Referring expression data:
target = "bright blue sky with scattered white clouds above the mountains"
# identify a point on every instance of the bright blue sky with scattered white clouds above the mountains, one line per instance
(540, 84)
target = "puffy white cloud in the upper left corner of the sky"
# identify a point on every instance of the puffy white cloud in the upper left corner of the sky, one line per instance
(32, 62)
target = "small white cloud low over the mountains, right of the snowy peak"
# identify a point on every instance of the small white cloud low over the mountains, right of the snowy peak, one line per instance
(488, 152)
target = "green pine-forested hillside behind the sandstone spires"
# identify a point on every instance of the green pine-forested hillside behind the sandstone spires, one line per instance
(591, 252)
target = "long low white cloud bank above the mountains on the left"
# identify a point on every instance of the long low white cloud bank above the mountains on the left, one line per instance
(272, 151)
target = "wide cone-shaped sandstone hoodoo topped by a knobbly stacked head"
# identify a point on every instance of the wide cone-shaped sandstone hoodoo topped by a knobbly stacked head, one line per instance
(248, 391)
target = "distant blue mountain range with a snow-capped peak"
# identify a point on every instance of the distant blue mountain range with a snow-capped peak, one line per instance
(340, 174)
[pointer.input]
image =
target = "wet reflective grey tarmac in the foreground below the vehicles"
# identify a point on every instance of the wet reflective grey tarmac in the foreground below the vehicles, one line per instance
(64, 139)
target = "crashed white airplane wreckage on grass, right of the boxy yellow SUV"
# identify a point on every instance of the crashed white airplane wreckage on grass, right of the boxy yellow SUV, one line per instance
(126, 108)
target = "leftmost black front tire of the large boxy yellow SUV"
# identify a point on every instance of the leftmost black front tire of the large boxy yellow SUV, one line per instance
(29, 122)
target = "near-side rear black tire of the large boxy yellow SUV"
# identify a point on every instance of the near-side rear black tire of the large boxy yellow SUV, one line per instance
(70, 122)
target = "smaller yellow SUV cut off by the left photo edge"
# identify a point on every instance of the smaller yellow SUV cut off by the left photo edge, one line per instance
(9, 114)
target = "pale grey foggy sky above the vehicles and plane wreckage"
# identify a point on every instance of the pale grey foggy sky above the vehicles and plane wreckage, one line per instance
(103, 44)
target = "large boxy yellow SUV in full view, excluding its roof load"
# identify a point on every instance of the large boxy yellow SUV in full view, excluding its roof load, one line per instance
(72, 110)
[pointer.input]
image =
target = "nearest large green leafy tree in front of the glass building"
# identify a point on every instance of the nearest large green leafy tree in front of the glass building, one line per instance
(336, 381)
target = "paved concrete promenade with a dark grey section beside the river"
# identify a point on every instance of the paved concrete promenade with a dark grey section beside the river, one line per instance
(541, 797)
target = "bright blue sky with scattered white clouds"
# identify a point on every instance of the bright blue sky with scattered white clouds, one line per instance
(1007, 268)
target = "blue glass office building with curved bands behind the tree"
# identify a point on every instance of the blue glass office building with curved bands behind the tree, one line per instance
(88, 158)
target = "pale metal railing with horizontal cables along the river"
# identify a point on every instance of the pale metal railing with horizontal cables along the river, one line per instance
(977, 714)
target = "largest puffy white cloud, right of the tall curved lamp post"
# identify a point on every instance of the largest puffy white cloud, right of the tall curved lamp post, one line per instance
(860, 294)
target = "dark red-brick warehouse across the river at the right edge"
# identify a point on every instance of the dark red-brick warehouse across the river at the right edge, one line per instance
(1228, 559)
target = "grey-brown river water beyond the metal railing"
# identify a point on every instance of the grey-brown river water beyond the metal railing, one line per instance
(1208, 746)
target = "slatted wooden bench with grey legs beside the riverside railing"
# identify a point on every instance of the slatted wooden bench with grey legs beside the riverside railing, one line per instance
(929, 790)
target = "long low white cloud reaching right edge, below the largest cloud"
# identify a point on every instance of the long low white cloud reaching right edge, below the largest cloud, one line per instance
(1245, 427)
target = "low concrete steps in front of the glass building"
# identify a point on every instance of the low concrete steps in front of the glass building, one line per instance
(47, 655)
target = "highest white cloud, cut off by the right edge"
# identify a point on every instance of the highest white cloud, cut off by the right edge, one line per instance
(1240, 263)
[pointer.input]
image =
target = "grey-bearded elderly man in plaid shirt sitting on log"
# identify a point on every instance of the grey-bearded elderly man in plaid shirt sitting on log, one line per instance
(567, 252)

What you should do: Every record must be transcribed precisely, down to the last character.

Output for this exercise:
target = "bright blue sky with scattered white clouds above the mountains"
# identify a point on every instance of the bright blue sky with scattered white clouds above the mountains, one line per instance
(540, 84)
target = "puffy white cloud in the upper left corner of the sky"
# identify a point on every instance of the puffy white cloud in the upper left corner of the sky, one line per instance
(32, 62)
target = "small white cloud low over the mountains, right of the snowy peak"
# identify a point on every instance of the small white cloud low over the mountains, right of the snowy peak, one line per instance
(488, 152)
target = "green pine-forested hillside behind the sandstone spires"
# identify a point on every instance of the green pine-forested hillside behind the sandstone spires, one line per instance
(591, 252)
target = "long low white cloud bank above the mountains on the left"
# identify a point on every instance of the long low white cloud bank above the mountains on the left, one line per instance
(272, 151)
target = "wide cone-shaped sandstone hoodoo topped by a knobbly stacked head"
# identify a point on every instance of the wide cone-shaped sandstone hoodoo topped by a knobbly stacked head, one line per instance
(248, 391)
target = "distant blue mountain range with a snow-capped peak"
# identify a point on every instance of the distant blue mountain range with a snow-capped peak, one line per instance
(340, 174)
[pointer.input]
image =
target = "wet reflective grey tarmac in the foreground below the vehicles"
# identify a point on every instance of the wet reflective grey tarmac in the foreground below the vehicles, one line per instance
(64, 139)
target = "crashed white airplane wreckage on grass, right of the boxy yellow SUV"
# identify a point on every instance of the crashed white airplane wreckage on grass, right of the boxy yellow SUV, one line per instance
(126, 108)
target = "leftmost black front tire of the large boxy yellow SUV"
# identify a point on every instance of the leftmost black front tire of the large boxy yellow SUV, one line per instance
(29, 122)
target = "near-side rear black tire of the large boxy yellow SUV"
# identify a point on every instance of the near-side rear black tire of the large boxy yellow SUV, one line per instance
(70, 122)
target = "smaller yellow SUV cut off by the left photo edge"
# identify a point on every instance of the smaller yellow SUV cut off by the left photo edge, one line per instance
(9, 114)
target = "pale grey foggy sky above the vehicles and plane wreckage"
# identify a point on every instance of the pale grey foggy sky above the vehicles and plane wreckage, one line per instance
(103, 44)
target = "large boxy yellow SUV in full view, excluding its roof load"
# identify a point on every instance of the large boxy yellow SUV in full view, excluding its roof load, one line per instance
(72, 110)
[pointer.input]
image =
target = "nearest large green leafy tree in front of the glass building"
# identify a point on every instance of the nearest large green leafy tree in front of the glass building, one line per instance
(336, 381)
target = "paved concrete promenade with a dark grey section beside the river"
# identify a point on every instance of the paved concrete promenade with a dark grey section beside the river, one line per instance
(541, 797)
target = "bright blue sky with scattered white clouds"
# identify a point on every instance of the bright blue sky with scattered white clouds, one line per instance
(1007, 268)
target = "blue glass office building with curved bands behind the tree"
# identify a point on every instance of the blue glass office building with curved bands behind the tree, one line per instance
(88, 158)
target = "pale metal railing with horizontal cables along the river"
# identify a point on every instance of the pale metal railing with horizontal cables along the river, one line per instance
(977, 714)
target = "largest puffy white cloud, right of the tall curved lamp post"
# identify a point on every instance of the largest puffy white cloud, right of the tall curved lamp post, one line per instance
(860, 294)
target = "dark red-brick warehouse across the river at the right edge"
# identify a point on every instance of the dark red-brick warehouse across the river at the right edge, one line per instance
(1228, 559)
target = "grey-brown river water beyond the metal railing"
# identify a point on every instance of the grey-brown river water beyond the metal railing, one line per instance
(1208, 746)
target = "slatted wooden bench with grey legs beside the riverside railing"
# identify a point on every instance of the slatted wooden bench with grey legs beside the riverside railing, one line per instance
(929, 790)
target = "long low white cloud reaching right edge, below the largest cloud"
# identify a point on every instance of the long low white cloud reaching right edge, below the largest cloud, one line per instance
(1245, 427)
target = "low concrete steps in front of the glass building"
# identify a point on every instance of the low concrete steps in front of the glass building, one line per instance
(47, 655)
target = "highest white cloud, cut off by the right edge"
# identify a point on every instance of the highest white cloud, cut off by the right edge, one line per instance
(1240, 263)
[pointer.input]
image =
target = "grey-bearded elderly man in plaid shirt sitting on log"
# identify a point on every instance of the grey-bearded elderly man in plaid shirt sitting on log, one line per instance
(567, 252)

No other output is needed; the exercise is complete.